[Opening Supplied entries section]

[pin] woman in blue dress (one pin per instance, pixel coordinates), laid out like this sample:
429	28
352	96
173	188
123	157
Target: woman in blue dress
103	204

[Closing Supplied entries section]

Print the records once more, exactly as written.

[pin] woman in blue dress (one pin per instance, pixel coordinates), laid out like this sample:
429	28
352	96
173	188
123	157
Target: woman in blue dress
103	204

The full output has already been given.